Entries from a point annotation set

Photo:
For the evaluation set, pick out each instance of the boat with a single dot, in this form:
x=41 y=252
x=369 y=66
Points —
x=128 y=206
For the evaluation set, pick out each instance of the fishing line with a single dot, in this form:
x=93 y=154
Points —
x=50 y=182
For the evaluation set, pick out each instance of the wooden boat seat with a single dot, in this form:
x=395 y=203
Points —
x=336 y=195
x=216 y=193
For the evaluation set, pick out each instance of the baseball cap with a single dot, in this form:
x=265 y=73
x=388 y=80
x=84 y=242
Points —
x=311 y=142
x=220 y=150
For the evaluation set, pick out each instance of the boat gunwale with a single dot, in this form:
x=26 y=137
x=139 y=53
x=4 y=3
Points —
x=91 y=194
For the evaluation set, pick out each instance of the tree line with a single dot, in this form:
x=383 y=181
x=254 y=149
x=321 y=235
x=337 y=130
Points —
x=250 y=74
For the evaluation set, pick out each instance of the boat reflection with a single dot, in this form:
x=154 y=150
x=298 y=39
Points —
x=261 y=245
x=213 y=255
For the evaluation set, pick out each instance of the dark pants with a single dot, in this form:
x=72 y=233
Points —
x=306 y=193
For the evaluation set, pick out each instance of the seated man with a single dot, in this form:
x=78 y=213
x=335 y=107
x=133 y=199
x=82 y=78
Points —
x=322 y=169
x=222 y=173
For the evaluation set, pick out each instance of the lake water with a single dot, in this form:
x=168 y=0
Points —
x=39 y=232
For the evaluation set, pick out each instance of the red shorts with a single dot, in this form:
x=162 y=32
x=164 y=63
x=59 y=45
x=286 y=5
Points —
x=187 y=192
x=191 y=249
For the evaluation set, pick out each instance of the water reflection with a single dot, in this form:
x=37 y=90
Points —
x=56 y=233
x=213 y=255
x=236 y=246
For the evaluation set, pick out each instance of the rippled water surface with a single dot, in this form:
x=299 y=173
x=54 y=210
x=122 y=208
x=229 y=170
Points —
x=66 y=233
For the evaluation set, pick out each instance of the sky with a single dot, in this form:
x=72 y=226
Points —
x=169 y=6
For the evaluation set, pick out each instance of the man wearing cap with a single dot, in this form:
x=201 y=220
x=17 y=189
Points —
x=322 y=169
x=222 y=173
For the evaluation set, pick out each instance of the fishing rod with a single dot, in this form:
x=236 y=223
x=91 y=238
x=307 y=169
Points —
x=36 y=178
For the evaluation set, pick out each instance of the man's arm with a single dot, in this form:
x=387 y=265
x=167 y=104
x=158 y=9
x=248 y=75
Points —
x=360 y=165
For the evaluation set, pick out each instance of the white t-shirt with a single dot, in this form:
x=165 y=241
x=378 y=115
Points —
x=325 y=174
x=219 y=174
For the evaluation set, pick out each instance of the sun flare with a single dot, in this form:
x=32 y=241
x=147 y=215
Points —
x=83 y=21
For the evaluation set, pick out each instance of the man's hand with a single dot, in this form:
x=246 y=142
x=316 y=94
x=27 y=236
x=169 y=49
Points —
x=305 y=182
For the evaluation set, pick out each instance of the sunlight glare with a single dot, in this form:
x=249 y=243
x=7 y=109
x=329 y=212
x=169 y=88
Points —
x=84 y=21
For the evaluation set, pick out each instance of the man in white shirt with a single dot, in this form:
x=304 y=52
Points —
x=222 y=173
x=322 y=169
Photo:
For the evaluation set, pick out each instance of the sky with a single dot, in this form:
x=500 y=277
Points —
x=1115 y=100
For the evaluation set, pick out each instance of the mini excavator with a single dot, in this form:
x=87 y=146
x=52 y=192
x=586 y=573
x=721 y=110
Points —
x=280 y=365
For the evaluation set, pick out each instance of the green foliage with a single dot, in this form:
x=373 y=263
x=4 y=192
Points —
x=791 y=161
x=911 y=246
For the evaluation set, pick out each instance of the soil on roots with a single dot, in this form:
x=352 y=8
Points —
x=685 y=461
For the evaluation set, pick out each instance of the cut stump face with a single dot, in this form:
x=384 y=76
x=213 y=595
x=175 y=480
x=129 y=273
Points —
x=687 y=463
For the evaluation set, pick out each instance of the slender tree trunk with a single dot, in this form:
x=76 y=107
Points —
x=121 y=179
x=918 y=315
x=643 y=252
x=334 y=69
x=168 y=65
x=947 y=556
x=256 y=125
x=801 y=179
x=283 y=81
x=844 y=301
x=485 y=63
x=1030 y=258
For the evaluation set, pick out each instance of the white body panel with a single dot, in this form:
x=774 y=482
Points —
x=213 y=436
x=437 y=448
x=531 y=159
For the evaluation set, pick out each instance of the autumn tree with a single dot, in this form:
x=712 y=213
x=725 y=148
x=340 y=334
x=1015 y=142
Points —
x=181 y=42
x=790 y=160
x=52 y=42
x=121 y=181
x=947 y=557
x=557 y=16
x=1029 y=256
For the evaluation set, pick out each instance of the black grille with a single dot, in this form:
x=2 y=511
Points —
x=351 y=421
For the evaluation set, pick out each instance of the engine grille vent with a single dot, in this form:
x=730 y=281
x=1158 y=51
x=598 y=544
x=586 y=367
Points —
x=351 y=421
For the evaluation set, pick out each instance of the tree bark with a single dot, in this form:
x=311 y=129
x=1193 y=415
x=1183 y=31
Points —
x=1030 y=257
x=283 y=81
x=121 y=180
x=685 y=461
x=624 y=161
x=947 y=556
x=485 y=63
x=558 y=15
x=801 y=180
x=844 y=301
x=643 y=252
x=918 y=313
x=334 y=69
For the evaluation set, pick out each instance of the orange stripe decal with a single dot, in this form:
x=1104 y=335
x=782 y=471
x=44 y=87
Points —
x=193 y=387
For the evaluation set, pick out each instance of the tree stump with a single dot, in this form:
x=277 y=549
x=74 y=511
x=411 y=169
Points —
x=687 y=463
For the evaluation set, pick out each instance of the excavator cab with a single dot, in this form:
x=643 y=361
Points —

■ Task statement: Present these lines as a Markdown table with two columns, Row and Line, numbering each line in Row and leaving out any blank lines.

■ Result of this exercise:
| Row | Line |
|---|---|
| 1 | Photo: |
| 2 | For the evaluation set, pick out each instance of the boat with a single dot, in this form: |
| 3 | x=41 y=252 |
| 4 | x=369 y=66 |
| 5 | Points — |
| 6 | x=128 y=206 |
| 7 | For the evaluation set, pick out each instance of the fishing line with a single dot, in this form: |
| 8 | x=93 y=154 |
| 9 | Points — |
| 10 | x=50 y=182 |
| 11 | For the evaluation set, pick out each instance of the wooden boat seat with a single dot, in this form: |
| 12 | x=395 y=203 |
| 13 | Points — |
| 14 | x=336 y=195 |
| 15 | x=216 y=193 |
| 16 | For the evaluation set, pick out each instance of the baseball cap with a single dot, in this form: |
| 17 | x=265 y=73 |
| 18 | x=388 y=80 |
| 19 | x=84 y=242 |
| 20 | Points — |
| 21 | x=311 y=142 |
| 22 | x=220 y=150 |
| 23 | For the evaluation set, pick out each instance of the boat gunwale with a single dot, in this form: |
| 24 | x=26 y=137 |
| 25 | x=139 y=53 |
| 26 | x=4 y=3 |
| 27 | Points — |
| 28 | x=91 y=194 |
| 29 | For the evaluation set, pick out each instance of the tree line with a single dot, in this form: |
| 30 | x=383 y=181 |
| 31 | x=254 y=149 |
| 32 | x=321 y=235 |
| 33 | x=337 y=130 |
| 34 | Points — |
| 35 | x=250 y=74 |
| 36 | For the evaluation set, pick out each instance of the boat reflection with a single dot, in this form: |
| 37 | x=154 y=150 |
| 38 | x=298 y=39 |
| 39 | Points — |
| 40 | x=261 y=245 |
| 41 | x=213 y=255 |
| 42 | For the evaluation set, pick out each instance of the dark pants with a single dot, in this form: |
| 43 | x=72 y=233 |
| 44 | Points — |
| 45 | x=306 y=193 |
| 46 | For the evaluation set, pick out each instance of the seated man with a single dot, in this form: |
| 47 | x=78 y=213 |
| 48 | x=335 y=107 |
| 49 | x=133 y=199 |
| 50 | x=82 y=78 |
| 51 | Points — |
| 52 | x=322 y=169 |
| 53 | x=222 y=173 |
| 54 | For the evaluation set, pick out each instance of the lake water with a single dot, in this form: |
| 55 | x=168 y=0 |
| 56 | Points — |
| 57 | x=39 y=232 |
| 58 | For the evaluation set, pick out each instance of the red shorts with a single dot, in this form: |
| 59 | x=162 y=32 |
| 60 | x=164 y=63 |
| 61 | x=59 y=45 |
| 62 | x=286 y=5 |
| 63 | Points — |
| 64 | x=187 y=192 |
| 65 | x=191 y=249 |
| 66 | For the evaluation set, pick out each instance of the water reflection with a single dot, in this form: |
| 67 | x=37 y=90 |
| 68 | Points — |
| 69 | x=56 y=233 |
| 70 | x=213 y=255 |
| 71 | x=236 y=246 |
| 72 | For the evaluation set, pick out each instance of the rippled water surface with a single dot, in this form: |
| 73 | x=299 y=173 |
| 74 | x=54 y=210 |
| 75 | x=122 y=208 |
| 76 | x=229 y=170 |
| 77 | Points — |
| 78 | x=66 y=233 |
| 79 | For the evaluation set, pick out each instance of the sky with a single dot, in this form: |
| 80 | x=72 y=226 |
| 81 | Points — |
| 82 | x=169 y=6 |
| 83 | For the evaluation set, pick out each instance of the man wearing cap with a single dot, in this form: |
| 84 | x=201 y=220 |
| 85 | x=17 y=189 |
| 86 | Points — |
| 87 | x=322 y=169 |
| 88 | x=222 y=173 |
| 89 | For the evaluation set, pick out each instance of the fishing rod with a single dot, in this form: |
| 90 | x=236 y=223 |
| 91 | x=91 y=238 |
| 92 | x=307 y=169 |
| 93 | Points — |
| 94 | x=36 y=178 |
| 95 | For the evaluation set, pick out each instance of the man's arm with a single dot, in this form: |
| 96 | x=387 y=265 |
| 97 | x=167 y=104 |
| 98 | x=158 y=9 |
| 99 | x=248 y=75 |
| 100 | Points — |
| 101 | x=360 y=165 |
| 102 | For the evaluation set, pick out each instance of the white t-shirt with a single dot, in this form: |
| 103 | x=165 y=241 |
| 104 | x=378 y=115 |
| 105 | Points — |
| 106 | x=325 y=174 |
| 107 | x=219 y=174 |
| 108 | For the evaluation set, pick out each instance of the sun flare with a single dot, in this form: |
| 109 | x=32 y=241 |
| 110 | x=147 y=215 |
| 111 | Points — |
| 112 | x=83 y=21 |
| 113 | For the evaluation set, pick out each instance of the man's hand with a single dot, in this form: |
| 114 | x=246 y=142 |
| 115 | x=316 y=94 |
| 116 | x=27 y=236 |
| 117 | x=169 y=49 |
| 118 | Points — |
| 119 | x=305 y=182 |
| 120 | For the evaluation set, pick out each instance of the sunlight glare with a single dot, in this form: |
| 121 | x=249 y=243 |
| 122 | x=7 y=109 |
| 123 | x=329 y=212 |
| 124 | x=169 y=88 |
| 125 | Points — |
| 126 | x=84 y=21 |
| 127 | For the evaluation set, pick out each instance of the man in white shirt with a single dot, in this form: |
| 128 | x=304 y=52 |
| 129 | Points — |
| 130 | x=222 y=173 |
| 131 | x=322 y=169 |
| 132 | Photo: |
| 133 | For the evaluation set, pick out each instance of the sky with a single dot, in this form: |
| 134 | x=500 y=277 |
| 135 | Points — |
| 136 | x=1115 y=100 |
| 137 | For the evaluation set, pick out each instance of the mini excavator with a single dot, in this form: |
| 138 | x=87 y=146 |
| 139 | x=52 y=192 |
| 140 | x=586 y=573 |
| 141 | x=721 y=110 |
| 142 | Points — |
| 143 | x=280 y=365 |
| 144 | For the evaluation set, pick out each instance of the green foliage with a single dot, in this form: |
| 145 | x=373 y=263 |
| 146 | x=4 y=192 |
| 147 | Points — |
| 148 | x=791 y=161 |
| 149 | x=911 y=246 |
| 150 | For the evaluation set, pick out each instance of the soil on roots with a single dot, in this form: |
| 151 | x=352 y=8 |
| 152 | Points — |
| 153 | x=685 y=461 |
| 154 | For the evaluation set, pick out each instance of the cut stump face with a single dot, in this form: |
| 155 | x=384 y=76 |
| 156 | x=213 y=595 |
| 157 | x=175 y=480 |
| 158 | x=129 y=273 |
| 159 | Points — |
| 160 | x=687 y=463 |
| 161 | For the evaluation set, pick out each instance of the slender tree trunk with a single dot, in this form: |
| 162 | x=76 y=107 |
| 163 | Points — |
| 164 | x=121 y=179 |
| 165 | x=918 y=315 |
| 166 | x=643 y=252 |
| 167 | x=334 y=69 |
| 168 | x=168 y=65 |
| 169 | x=947 y=556 |
| 170 | x=256 y=125 |
| 171 | x=801 y=179 |
| 172 | x=283 y=81 |
| 173 | x=844 y=301 |
| 174 | x=485 y=63 |
| 175 | x=1030 y=258 |
| 176 | For the evaluation set, pick out each instance of the white body panel with a single dot, in this form: |
| 177 | x=774 y=482 |
| 178 | Points — |
| 179 | x=213 y=436 |
| 180 | x=437 y=448 |
| 181 | x=531 y=159 |
| 182 | For the evaluation set, pick out each instance of the autumn tree with a single dot, in this form: |
| 183 | x=712 y=213 |
| 184 | x=725 y=148 |
| 185 | x=340 y=334 |
| 186 | x=1015 y=142 |
| 187 | Points — |
| 188 | x=181 y=42 |
| 189 | x=790 y=160 |
| 190 | x=52 y=42 |
| 191 | x=121 y=181 |
| 192 | x=947 y=557 |
| 193 | x=557 y=16 |
| 194 | x=1029 y=256 |
| 195 | For the evaluation set, pick out each instance of the black grille with a single dot, in this form: |
| 196 | x=2 y=511 |
| 197 | Points — |
| 198 | x=351 y=421 |
| 199 | For the evaluation set, pick out each instance of the engine grille vent with a single dot, in this form: |
| 200 | x=730 y=281 |
| 201 | x=1158 y=51 |
| 202 | x=598 y=544 |
| 203 | x=586 y=367 |
| 204 | Points — |
| 205 | x=351 y=421 |
| 206 | For the evaluation set, pick out each instance of the tree bark with a single dot, in this form: |
| 207 | x=311 y=129 |
| 208 | x=1193 y=415 |
| 209 | x=1183 y=31 |
| 210 | Points — |
| 211 | x=1030 y=257 |
| 212 | x=283 y=81 |
| 213 | x=121 y=180 |
| 214 | x=685 y=461 |
| 215 | x=624 y=161 |
| 216 | x=947 y=556 |
| 217 | x=485 y=63 |
| 218 | x=558 y=15 |
| 219 | x=801 y=180 |
| 220 | x=844 y=301 |
| 221 | x=643 y=252 |
| 222 | x=918 y=313 |
| 223 | x=334 y=69 |
| 224 | For the evaluation set, pick out each instance of the orange stripe decal with a single dot, in this form: |
| 225 | x=1104 y=335 |
| 226 | x=782 y=471 |
| 227 | x=44 y=87 |
| 228 | Points — |
| 229 | x=193 y=387 |
| 230 | For the evaluation set, pick out each instance of the tree stump with a single dot, in this form: |
| 231 | x=277 y=549 |
| 232 | x=74 y=511 |
| 233 | x=411 y=169 |
| 234 | Points — |
| 235 | x=687 y=463 |
| 236 | For the evaluation set, pick out each instance of the excavator cab with a single dot, in this form: |
| 237 | x=643 y=361 |
| 238 | Points — |